* **Problem to work on**: Could you gather and copy out every line of the records that contains the word "white"? Case counts, so only matches with the same capitalization qualify.

(Saved data entries)
┌──
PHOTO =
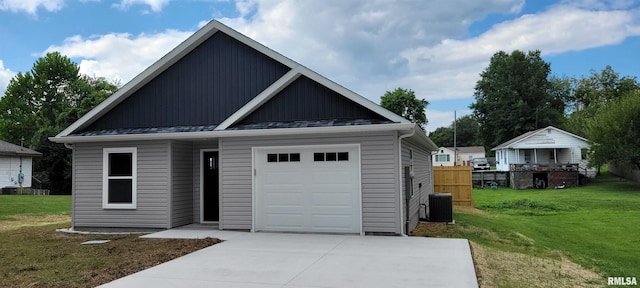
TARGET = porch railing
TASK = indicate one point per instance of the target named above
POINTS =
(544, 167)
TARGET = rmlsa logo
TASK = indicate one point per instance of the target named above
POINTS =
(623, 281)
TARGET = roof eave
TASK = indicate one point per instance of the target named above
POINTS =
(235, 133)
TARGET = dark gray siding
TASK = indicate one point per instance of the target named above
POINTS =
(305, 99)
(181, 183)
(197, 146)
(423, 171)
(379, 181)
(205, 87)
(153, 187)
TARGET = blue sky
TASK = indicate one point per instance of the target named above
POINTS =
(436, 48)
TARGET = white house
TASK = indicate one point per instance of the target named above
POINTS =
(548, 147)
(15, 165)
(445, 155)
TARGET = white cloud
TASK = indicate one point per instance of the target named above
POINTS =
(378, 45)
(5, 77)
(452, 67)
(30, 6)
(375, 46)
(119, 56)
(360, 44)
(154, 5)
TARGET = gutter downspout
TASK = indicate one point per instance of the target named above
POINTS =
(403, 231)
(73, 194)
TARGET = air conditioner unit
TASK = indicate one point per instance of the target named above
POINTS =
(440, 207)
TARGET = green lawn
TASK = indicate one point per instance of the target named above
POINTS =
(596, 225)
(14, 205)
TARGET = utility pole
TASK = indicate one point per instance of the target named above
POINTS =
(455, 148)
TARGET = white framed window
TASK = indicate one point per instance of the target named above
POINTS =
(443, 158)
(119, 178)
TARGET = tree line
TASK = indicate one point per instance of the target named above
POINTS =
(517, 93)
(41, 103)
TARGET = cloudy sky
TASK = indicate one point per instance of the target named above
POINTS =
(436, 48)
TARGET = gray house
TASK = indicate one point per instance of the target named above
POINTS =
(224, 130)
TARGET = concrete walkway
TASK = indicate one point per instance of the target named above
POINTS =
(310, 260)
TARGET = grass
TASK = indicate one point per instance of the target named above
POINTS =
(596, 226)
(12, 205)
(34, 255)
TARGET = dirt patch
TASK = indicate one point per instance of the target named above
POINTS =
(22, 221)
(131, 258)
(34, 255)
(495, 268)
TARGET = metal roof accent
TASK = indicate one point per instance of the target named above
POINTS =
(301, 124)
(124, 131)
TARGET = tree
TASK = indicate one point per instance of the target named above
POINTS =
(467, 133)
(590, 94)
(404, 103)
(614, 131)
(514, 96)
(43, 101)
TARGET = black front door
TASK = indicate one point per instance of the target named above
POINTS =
└──
┌──
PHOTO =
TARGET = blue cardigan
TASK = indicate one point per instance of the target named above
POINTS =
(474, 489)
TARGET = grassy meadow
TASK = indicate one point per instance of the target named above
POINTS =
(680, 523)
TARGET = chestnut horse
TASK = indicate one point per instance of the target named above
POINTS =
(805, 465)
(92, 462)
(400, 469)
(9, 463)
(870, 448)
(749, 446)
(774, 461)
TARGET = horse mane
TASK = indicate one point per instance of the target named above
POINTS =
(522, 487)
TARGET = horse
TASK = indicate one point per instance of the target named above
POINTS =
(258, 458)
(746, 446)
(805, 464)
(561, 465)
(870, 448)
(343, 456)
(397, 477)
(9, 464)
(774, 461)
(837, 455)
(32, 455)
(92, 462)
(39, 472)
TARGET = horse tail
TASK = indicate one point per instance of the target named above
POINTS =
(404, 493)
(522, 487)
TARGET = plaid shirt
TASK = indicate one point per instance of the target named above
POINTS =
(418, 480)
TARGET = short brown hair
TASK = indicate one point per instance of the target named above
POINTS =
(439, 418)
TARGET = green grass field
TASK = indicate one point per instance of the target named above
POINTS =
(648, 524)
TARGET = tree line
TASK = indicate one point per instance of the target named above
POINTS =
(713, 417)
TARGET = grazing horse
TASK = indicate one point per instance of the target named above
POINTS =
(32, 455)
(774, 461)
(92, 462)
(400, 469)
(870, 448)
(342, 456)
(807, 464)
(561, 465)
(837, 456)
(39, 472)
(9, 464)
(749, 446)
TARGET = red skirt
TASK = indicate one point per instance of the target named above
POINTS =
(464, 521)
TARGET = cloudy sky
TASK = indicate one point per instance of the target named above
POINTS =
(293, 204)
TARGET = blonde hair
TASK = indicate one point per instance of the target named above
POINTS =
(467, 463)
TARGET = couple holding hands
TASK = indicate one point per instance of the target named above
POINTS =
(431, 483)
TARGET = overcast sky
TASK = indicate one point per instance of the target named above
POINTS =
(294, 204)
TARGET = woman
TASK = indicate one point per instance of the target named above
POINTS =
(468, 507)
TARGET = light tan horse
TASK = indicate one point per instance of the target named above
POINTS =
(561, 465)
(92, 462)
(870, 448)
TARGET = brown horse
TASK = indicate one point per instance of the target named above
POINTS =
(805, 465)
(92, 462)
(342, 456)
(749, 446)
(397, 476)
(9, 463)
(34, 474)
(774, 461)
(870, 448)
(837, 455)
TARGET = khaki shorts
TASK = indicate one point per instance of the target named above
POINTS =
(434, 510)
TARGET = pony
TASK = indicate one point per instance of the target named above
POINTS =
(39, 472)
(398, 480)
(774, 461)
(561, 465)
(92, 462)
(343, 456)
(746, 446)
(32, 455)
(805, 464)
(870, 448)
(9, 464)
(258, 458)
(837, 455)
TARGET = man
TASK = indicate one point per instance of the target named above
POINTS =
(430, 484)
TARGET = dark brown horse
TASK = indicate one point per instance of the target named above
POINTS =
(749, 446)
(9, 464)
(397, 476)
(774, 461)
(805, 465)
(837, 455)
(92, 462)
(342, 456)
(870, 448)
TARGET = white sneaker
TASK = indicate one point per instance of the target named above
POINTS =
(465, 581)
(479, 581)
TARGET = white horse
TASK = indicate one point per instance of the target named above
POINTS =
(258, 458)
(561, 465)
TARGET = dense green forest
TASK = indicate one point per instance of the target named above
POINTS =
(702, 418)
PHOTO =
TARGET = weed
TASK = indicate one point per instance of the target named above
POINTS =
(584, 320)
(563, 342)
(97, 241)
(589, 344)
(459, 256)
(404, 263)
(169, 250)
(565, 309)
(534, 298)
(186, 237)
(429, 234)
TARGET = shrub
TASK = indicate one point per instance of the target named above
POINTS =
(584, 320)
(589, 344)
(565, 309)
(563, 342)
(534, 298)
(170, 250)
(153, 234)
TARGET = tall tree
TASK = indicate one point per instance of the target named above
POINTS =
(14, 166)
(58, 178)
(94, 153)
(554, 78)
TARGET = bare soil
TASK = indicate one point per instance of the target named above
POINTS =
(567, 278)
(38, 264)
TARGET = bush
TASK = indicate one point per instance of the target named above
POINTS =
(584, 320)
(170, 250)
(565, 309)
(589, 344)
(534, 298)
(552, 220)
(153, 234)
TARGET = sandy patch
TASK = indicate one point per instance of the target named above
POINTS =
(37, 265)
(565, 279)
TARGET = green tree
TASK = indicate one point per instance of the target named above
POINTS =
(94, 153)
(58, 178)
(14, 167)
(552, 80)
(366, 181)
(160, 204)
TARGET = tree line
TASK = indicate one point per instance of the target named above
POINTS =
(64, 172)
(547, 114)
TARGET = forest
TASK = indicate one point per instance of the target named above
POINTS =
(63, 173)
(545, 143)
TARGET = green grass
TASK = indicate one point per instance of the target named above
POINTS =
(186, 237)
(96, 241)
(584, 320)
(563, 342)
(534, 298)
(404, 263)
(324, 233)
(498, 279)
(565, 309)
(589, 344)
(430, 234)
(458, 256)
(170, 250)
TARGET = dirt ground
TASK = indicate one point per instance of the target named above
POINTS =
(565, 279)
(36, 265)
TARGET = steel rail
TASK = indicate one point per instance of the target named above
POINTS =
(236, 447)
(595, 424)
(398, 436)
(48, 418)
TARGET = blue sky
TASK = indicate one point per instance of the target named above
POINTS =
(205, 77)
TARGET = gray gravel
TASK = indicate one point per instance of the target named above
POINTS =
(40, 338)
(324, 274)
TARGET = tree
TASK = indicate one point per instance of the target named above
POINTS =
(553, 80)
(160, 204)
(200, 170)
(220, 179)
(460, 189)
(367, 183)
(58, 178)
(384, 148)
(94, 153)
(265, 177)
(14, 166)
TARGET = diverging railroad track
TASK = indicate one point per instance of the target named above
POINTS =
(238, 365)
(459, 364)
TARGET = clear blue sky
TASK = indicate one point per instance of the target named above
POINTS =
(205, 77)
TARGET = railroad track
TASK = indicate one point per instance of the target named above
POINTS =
└──
┌──
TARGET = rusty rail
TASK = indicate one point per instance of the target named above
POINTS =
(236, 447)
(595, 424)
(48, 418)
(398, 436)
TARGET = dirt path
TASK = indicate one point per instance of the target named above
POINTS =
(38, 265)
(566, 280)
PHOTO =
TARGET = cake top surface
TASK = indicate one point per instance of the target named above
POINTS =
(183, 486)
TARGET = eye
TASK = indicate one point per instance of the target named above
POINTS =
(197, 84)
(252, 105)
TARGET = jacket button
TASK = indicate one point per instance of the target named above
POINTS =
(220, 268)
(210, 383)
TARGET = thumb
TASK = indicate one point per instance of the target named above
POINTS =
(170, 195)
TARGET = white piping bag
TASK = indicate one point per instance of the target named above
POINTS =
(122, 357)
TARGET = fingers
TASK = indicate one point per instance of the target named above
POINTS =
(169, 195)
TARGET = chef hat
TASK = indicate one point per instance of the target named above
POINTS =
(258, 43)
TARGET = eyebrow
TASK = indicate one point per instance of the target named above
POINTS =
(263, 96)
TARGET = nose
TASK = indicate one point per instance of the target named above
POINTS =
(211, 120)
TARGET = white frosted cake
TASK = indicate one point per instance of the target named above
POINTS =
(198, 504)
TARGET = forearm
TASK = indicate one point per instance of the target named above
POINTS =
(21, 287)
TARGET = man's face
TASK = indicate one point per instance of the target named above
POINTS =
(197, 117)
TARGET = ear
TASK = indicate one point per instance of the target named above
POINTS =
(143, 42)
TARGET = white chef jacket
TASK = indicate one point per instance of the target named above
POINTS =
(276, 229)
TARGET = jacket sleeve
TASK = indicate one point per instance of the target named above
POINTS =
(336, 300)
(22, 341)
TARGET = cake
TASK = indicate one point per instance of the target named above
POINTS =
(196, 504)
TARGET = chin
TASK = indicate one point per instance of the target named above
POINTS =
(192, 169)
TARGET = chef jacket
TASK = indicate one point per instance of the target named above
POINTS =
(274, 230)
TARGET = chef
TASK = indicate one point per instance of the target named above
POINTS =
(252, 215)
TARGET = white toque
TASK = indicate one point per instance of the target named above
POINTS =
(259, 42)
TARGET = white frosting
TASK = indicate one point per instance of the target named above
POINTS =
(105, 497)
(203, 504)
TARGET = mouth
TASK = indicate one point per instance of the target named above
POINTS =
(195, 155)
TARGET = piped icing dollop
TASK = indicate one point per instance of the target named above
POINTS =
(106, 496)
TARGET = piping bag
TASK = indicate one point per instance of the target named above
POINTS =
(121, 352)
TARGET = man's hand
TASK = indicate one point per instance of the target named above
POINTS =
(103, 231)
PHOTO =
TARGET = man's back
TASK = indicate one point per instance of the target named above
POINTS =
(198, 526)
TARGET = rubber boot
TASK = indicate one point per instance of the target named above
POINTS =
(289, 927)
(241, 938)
└──
* **Solution**:
TARGET = white house
TARGET = white cloud
TARGET = white framed window
TARGET = white sneaker
TARGET = white horse
TARGET = white piping bag
TARGET = white frosted cake
TARGET = white chef jacket
TARGET = white toque
TARGET = white frosting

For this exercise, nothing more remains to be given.